:: Input records ::
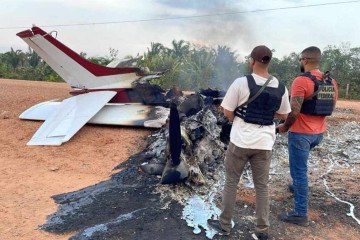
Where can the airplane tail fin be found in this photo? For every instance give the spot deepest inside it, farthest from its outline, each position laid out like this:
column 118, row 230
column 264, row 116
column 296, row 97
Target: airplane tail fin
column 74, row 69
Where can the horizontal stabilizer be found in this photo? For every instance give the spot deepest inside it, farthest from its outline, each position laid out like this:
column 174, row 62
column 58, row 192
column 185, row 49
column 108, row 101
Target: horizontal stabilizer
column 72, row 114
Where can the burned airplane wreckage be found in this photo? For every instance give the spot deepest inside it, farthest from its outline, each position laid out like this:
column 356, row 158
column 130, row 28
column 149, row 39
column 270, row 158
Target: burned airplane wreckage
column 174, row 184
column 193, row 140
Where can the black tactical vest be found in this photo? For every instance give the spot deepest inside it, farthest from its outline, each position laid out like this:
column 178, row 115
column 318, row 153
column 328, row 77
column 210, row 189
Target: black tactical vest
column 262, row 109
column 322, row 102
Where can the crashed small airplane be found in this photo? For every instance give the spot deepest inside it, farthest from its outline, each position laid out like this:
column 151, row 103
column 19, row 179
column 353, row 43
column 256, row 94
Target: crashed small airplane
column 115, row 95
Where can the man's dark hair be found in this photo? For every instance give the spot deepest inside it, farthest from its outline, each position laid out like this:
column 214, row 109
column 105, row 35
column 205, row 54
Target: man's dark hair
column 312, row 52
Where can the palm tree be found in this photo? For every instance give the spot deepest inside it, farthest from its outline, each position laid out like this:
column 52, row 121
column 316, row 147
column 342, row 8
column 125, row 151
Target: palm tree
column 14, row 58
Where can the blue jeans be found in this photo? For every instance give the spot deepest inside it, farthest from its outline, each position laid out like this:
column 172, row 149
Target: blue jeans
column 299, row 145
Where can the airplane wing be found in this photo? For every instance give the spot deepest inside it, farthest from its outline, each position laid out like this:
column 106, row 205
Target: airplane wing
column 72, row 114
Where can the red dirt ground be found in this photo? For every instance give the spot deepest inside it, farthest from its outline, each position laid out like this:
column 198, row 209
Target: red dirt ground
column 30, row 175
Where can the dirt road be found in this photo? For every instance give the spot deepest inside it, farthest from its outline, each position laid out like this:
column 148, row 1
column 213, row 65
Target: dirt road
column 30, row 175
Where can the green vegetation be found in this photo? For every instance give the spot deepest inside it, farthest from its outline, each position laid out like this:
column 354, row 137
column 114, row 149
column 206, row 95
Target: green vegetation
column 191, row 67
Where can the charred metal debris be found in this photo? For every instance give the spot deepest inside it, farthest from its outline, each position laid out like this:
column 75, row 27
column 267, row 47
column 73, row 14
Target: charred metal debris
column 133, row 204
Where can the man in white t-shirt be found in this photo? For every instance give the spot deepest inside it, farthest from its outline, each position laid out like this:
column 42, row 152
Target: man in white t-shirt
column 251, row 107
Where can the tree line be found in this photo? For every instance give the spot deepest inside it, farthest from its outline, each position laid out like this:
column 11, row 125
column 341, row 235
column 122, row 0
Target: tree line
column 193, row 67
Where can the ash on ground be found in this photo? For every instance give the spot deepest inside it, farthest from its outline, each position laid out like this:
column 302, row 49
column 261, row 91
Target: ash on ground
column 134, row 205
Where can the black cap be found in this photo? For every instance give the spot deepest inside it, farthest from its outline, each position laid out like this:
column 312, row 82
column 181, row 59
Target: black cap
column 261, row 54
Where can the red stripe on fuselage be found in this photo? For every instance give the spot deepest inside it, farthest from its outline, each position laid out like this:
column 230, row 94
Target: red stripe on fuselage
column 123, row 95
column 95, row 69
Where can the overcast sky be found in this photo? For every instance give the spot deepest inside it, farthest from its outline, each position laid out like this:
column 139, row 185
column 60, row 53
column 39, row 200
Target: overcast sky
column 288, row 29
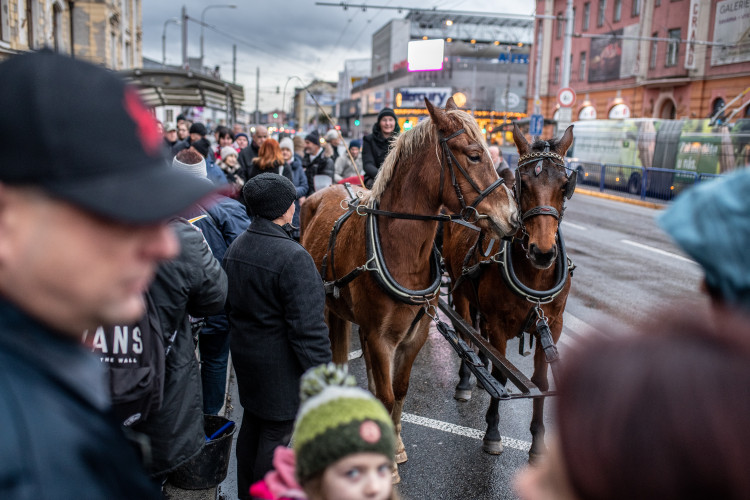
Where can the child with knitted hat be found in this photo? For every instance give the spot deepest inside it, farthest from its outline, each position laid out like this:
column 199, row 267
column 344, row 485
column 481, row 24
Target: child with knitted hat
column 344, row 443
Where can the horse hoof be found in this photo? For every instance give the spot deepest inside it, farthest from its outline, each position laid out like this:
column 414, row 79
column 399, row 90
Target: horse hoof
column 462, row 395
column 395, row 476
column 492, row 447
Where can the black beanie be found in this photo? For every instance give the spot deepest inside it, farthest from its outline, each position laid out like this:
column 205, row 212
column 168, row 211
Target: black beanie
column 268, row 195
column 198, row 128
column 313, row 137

* * *

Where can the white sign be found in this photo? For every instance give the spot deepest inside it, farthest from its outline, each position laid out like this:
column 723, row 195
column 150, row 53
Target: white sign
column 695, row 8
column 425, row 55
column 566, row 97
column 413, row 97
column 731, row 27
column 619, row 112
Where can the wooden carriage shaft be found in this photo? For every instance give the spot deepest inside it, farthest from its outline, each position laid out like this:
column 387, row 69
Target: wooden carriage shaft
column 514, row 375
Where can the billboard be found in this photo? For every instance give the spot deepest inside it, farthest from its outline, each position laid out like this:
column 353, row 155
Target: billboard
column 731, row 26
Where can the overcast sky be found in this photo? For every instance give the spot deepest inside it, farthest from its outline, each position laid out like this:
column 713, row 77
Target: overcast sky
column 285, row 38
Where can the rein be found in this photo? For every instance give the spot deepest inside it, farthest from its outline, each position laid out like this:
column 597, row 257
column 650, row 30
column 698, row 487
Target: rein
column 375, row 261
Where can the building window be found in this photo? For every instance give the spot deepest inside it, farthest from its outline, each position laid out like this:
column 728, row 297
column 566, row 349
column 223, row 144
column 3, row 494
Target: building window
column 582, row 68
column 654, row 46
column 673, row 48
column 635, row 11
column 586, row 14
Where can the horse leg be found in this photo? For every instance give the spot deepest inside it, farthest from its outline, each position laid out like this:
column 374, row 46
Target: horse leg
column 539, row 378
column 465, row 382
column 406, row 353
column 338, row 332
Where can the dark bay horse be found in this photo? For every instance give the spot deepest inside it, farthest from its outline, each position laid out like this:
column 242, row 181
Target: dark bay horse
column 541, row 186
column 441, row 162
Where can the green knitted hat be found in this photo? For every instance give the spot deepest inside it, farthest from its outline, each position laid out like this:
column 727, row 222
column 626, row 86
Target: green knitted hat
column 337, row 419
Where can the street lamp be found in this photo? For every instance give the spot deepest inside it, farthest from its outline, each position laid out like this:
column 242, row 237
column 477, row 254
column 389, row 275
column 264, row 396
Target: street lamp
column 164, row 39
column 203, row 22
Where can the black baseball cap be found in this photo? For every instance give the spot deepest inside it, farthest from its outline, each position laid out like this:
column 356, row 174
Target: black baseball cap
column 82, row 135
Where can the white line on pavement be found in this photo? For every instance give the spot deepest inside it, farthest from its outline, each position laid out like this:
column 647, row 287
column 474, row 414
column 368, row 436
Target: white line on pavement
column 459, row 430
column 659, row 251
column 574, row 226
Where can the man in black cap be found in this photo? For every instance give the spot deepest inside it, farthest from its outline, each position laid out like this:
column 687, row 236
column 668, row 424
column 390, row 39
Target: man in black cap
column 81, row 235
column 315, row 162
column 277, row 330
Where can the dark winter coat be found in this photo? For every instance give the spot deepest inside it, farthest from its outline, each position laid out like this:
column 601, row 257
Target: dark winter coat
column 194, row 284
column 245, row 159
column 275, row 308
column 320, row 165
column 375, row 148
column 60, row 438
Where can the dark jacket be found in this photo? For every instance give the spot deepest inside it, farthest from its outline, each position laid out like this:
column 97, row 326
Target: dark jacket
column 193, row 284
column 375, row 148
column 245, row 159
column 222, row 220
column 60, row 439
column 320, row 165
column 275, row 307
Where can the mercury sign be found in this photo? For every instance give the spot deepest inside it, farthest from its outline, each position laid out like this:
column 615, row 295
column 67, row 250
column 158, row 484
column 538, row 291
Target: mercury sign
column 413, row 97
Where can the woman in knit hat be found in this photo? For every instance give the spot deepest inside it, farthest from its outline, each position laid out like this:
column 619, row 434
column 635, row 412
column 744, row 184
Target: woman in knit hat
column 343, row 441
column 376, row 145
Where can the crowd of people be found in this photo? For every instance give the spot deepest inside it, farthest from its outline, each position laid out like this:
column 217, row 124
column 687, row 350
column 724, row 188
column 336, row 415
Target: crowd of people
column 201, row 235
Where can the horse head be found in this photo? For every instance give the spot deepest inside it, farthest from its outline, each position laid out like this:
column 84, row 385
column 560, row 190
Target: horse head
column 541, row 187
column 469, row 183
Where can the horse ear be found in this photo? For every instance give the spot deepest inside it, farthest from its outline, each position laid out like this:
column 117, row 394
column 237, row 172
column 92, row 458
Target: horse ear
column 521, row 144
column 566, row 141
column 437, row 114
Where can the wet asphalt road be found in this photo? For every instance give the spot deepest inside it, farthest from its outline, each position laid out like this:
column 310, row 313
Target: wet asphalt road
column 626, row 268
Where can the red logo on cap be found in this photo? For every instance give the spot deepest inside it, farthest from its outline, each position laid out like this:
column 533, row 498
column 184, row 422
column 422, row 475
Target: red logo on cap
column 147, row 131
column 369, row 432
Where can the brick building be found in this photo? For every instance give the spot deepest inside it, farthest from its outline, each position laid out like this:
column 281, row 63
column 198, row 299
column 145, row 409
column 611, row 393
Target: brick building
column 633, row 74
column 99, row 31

:: Stated task ::
Copy the lines above exactly as they appear, beginning at the line that contains "Where can the black beanie" and stopping after the line that contains "column 313, row 137".

:: Exercise output ::
Where can the black beanie be found in this photo? For every instance give the spot deepest inside it, farthest from its outline, each position laid out like this:
column 205, row 212
column 168, row 211
Target: black beanie
column 268, row 195
column 198, row 128
column 313, row 137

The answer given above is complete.